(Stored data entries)
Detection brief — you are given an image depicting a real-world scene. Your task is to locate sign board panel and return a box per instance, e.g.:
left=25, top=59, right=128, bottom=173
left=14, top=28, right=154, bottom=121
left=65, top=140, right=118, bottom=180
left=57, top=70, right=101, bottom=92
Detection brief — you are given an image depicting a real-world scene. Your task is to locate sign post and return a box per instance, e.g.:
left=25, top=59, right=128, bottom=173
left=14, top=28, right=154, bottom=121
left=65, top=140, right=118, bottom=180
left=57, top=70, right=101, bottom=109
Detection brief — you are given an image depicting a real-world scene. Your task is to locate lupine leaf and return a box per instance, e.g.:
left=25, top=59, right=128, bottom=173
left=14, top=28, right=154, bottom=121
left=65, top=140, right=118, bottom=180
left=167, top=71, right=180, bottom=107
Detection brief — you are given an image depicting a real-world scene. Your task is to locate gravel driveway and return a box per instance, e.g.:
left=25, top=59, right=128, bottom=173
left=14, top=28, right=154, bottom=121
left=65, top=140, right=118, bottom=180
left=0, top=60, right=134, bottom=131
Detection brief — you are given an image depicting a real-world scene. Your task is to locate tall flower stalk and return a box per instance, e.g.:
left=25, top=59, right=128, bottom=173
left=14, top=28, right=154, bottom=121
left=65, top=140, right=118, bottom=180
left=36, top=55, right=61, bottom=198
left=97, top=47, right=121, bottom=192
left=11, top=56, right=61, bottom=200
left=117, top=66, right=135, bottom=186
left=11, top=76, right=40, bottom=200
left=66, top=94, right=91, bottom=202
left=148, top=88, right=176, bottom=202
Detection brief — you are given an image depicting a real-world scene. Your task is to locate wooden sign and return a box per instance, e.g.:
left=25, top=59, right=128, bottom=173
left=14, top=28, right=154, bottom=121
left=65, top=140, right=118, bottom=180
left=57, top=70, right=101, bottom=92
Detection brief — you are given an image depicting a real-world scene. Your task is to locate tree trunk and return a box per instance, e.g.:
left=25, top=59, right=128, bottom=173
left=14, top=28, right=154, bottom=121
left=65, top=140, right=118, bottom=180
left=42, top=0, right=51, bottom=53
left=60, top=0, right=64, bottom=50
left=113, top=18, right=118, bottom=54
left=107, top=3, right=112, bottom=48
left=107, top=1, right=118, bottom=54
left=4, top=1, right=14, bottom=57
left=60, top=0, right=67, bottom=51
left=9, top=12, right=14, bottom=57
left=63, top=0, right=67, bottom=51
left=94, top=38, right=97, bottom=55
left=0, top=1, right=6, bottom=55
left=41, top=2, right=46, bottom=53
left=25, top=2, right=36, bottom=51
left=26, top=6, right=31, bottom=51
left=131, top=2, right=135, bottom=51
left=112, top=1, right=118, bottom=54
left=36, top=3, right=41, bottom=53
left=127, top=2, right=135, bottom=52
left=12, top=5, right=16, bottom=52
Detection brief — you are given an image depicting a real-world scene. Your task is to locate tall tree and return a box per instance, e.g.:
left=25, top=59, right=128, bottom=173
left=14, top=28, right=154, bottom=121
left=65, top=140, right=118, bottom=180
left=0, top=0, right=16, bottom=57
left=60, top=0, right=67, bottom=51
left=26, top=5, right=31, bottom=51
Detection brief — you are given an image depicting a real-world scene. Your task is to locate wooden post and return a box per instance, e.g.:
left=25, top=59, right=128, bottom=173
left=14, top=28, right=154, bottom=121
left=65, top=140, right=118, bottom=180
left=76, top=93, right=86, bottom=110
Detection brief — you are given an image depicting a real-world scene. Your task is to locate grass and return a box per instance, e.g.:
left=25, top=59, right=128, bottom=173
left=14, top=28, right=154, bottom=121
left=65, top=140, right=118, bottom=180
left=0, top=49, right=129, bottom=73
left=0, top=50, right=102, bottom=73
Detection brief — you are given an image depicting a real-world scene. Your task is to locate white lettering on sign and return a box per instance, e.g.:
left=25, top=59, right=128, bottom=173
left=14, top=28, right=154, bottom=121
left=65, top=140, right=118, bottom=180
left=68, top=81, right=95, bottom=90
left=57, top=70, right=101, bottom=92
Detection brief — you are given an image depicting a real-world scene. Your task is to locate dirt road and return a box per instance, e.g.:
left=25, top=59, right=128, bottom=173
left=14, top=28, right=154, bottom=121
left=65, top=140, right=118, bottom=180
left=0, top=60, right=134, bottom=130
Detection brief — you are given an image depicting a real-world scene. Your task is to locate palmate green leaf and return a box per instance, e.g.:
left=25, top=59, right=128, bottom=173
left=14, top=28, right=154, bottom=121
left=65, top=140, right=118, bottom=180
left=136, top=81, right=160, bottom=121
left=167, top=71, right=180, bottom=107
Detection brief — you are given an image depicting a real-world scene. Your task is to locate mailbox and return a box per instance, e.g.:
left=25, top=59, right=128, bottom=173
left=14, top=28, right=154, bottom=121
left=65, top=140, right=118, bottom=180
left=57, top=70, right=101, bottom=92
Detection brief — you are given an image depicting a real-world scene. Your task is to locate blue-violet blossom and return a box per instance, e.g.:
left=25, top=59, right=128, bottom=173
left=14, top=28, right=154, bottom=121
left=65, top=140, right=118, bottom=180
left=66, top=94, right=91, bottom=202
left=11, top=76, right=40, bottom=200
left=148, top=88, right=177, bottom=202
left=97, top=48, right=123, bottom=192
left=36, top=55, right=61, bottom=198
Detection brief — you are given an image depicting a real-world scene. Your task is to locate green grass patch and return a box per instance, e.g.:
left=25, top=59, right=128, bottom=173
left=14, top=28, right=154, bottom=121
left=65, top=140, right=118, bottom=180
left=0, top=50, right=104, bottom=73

• _Try it_
The word to find is "tall". Copy every line of the data that holds it.

• _Response to the task_
Detection brief — you are given an image depicting a real-world scene. Your task is to locate tall flower stalk and return a box per instance, e.g.:
Detection brief — you are given an image depicting a real-world scene. Your task is to locate tall tree and return a box per instance, e.g.:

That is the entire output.